_WORK INSTRUCTIONS_. The answer should contain every entry below, copied exactly.

--- DATASET RECORDS ---

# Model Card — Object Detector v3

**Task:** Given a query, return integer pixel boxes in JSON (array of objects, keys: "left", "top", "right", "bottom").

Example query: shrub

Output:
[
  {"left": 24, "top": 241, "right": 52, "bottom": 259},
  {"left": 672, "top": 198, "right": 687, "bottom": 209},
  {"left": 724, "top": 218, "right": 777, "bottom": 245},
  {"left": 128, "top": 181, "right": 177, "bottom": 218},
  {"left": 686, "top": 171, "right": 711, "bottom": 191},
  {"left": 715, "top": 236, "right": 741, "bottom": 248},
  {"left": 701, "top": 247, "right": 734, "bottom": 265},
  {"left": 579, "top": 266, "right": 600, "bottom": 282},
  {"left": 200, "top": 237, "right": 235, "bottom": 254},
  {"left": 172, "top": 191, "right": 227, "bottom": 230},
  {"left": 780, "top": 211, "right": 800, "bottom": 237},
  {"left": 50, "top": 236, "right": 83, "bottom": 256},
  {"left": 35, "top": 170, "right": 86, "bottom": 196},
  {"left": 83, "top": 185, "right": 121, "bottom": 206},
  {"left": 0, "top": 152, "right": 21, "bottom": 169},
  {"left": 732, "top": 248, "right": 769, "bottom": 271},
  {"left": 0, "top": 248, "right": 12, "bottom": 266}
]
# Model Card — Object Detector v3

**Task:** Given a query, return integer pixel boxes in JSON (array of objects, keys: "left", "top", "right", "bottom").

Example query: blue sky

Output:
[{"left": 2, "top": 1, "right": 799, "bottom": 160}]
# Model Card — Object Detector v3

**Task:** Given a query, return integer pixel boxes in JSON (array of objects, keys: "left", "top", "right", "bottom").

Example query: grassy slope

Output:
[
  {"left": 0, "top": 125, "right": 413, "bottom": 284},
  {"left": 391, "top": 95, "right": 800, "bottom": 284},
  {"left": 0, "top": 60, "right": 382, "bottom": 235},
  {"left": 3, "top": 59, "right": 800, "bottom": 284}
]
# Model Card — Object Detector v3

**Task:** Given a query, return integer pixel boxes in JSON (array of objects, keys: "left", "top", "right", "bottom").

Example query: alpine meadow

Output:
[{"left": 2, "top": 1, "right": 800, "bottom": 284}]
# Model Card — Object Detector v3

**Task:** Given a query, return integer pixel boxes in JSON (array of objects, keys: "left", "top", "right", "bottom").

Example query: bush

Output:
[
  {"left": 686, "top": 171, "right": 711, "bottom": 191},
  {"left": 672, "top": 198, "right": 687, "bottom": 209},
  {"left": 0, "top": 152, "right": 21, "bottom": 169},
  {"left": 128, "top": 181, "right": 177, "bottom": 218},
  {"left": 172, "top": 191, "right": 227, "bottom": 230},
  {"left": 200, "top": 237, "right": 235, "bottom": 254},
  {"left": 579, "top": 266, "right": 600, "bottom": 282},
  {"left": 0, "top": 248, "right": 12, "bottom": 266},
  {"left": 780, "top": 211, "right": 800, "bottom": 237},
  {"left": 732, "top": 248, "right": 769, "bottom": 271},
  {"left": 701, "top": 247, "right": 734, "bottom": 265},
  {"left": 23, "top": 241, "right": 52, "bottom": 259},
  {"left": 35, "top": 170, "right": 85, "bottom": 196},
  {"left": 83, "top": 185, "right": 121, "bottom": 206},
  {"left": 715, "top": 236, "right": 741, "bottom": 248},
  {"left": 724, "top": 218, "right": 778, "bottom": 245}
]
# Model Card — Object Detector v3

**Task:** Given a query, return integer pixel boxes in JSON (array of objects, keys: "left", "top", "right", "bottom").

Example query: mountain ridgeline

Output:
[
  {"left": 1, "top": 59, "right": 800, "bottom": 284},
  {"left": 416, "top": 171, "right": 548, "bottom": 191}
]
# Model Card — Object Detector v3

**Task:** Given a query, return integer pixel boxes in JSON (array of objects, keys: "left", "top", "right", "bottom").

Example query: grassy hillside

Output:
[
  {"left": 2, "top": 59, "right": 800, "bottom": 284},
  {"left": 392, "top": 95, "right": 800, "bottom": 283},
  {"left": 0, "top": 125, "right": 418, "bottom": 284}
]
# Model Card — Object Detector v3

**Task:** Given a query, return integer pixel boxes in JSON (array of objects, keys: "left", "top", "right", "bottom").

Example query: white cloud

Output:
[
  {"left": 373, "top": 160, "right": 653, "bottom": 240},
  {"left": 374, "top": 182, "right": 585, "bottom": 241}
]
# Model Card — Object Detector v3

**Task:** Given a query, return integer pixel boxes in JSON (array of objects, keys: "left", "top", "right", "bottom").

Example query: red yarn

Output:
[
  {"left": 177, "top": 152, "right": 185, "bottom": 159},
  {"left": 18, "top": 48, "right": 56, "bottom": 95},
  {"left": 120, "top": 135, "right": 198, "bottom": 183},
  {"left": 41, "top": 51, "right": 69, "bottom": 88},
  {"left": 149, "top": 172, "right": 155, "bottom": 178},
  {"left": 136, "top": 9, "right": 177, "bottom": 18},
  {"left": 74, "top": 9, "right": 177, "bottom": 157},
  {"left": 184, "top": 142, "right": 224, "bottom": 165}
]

---

_FINISHED EXERCISE_.
# Model Card — Object Detector v3

**Task:** Given a query, return integer pixel boxes in JSON (array of objects, keys: "left", "top", "right", "bottom").

Example query: shrub

Output:
[
  {"left": 24, "top": 241, "right": 52, "bottom": 259},
  {"left": 672, "top": 198, "right": 687, "bottom": 209},
  {"left": 724, "top": 218, "right": 777, "bottom": 245},
  {"left": 128, "top": 181, "right": 177, "bottom": 218},
  {"left": 686, "top": 171, "right": 711, "bottom": 191},
  {"left": 715, "top": 236, "right": 741, "bottom": 248},
  {"left": 701, "top": 247, "right": 734, "bottom": 265},
  {"left": 579, "top": 266, "right": 600, "bottom": 282},
  {"left": 200, "top": 237, "right": 235, "bottom": 254},
  {"left": 172, "top": 191, "right": 227, "bottom": 230},
  {"left": 780, "top": 211, "right": 800, "bottom": 237},
  {"left": 50, "top": 236, "right": 83, "bottom": 256},
  {"left": 35, "top": 170, "right": 86, "bottom": 196},
  {"left": 83, "top": 185, "right": 121, "bottom": 206},
  {"left": 0, "top": 152, "right": 21, "bottom": 169},
  {"left": 732, "top": 248, "right": 769, "bottom": 271},
  {"left": 0, "top": 248, "right": 12, "bottom": 266}
]
# Model Card — Object Detector v3

**Task:** Given a query, return integer pixel boxes in JSON (array of objects, keys: "left", "top", "right", "bottom").

Example query: blue sky

Output:
[{"left": 2, "top": 1, "right": 799, "bottom": 160}]
# Model Card — Object Detector v3

**Task:** Given a query, return integer pixel boxes in JSON (array of objects, keys: "left", "top", "right", "bottom").

Example query: grassy slope

Output:
[
  {"left": 0, "top": 125, "right": 413, "bottom": 284},
  {"left": 391, "top": 95, "right": 800, "bottom": 284},
  {"left": 0, "top": 60, "right": 382, "bottom": 235},
  {"left": 3, "top": 59, "right": 800, "bottom": 284}
]
# Model Card — Object Detector v3

**Task:** Given a query, return integer pixel boxes in JSON (array of objects, keys: "left", "top", "right", "bottom").

Example query: alpine meadow

Output:
[{"left": 2, "top": 1, "right": 800, "bottom": 284}]
# Model Card — Object Detector v3

**Task:** Given a query, return integer pixel boxes in JSON (array of objects, keys: "left", "top", "right", "bottom").

Example query: bush

Output:
[
  {"left": 686, "top": 171, "right": 711, "bottom": 191},
  {"left": 672, "top": 198, "right": 687, "bottom": 209},
  {"left": 0, "top": 152, "right": 21, "bottom": 169},
  {"left": 128, "top": 181, "right": 177, "bottom": 218},
  {"left": 172, "top": 191, "right": 227, "bottom": 230},
  {"left": 200, "top": 237, "right": 235, "bottom": 254},
  {"left": 579, "top": 266, "right": 600, "bottom": 282},
  {"left": 0, "top": 248, "right": 12, "bottom": 266},
  {"left": 780, "top": 211, "right": 800, "bottom": 237},
  {"left": 732, "top": 248, "right": 769, "bottom": 271},
  {"left": 701, "top": 247, "right": 734, "bottom": 265},
  {"left": 23, "top": 241, "right": 52, "bottom": 259},
  {"left": 35, "top": 170, "right": 85, "bottom": 196},
  {"left": 83, "top": 185, "right": 121, "bottom": 206},
  {"left": 715, "top": 236, "right": 741, "bottom": 248},
  {"left": 724, "top": 218, "right": 778, "bottom": 245}
]
# Model Card — Object Detector v3

**Task:** Given a query, return integer pixel boxes in JSON (array of objects, keys: "left", "top", "right", "bottom").

Example query: mountain ridgeline

Output:
[
  {"left": 1, "top": 59, "right": 800, "bottom": 284},
  {"left": 416, "top": 171, "right": 548, "bottom": 191}
]
# Model Card — Object Detector v3

**Task:** Given a query, return integer pixel boxes in JSON (array of objects, keys: "left", "top", "right", "bottom").

Example query: grassy hillside

Output:
[
  {"left": 2, "top": 59, "right": 800, "bottom": 284},
  {"left": 392, "top": 95, "right": 800, "bottom": 283},
  {"left": 0, "top": 125, "right": 418, "bottom": 284}
]
# Model Card — Object Detector v3

**Task:** Given a query, return integer pixel boxes in JSON (array of objects, keys: "left", "top", "right", "bottom").

Example query: white cloud

Output:
[
  {"left": 373, "top": 160, "right": 653, "bottom": 240},
  {"left": 374, "top": 182, "right": 585, "bottom": 241}
]
# Model Card — Object Detector v3

**Task:** Given a query, return integer pixel boxes in JSON (array of objects, keys: "left", "top", "right", "bottom").

Example query: red yarn

Output:
[
  {"left": 177, "top": 152, "right": 185, "bottom": 159},
  {"left": 18, "top": 48, "right": 56, "bottom": 95},
  {"left": 120, "top": 135, "right": 198, "bottom": 183},
  {"left": 41, "top": 51, "right": 69, "bottom": 88},
  {"left": 149, "top": 172, "right": 155, "bottom": 178},
  {"left": 136, "top": 9, "right": 177, "bottom": 18},
  {"left": 74, "top": 9, "right": 177, "bottom": 157},
  {"left": 184, "top": 142, "right": 224, "bottom": 165}
]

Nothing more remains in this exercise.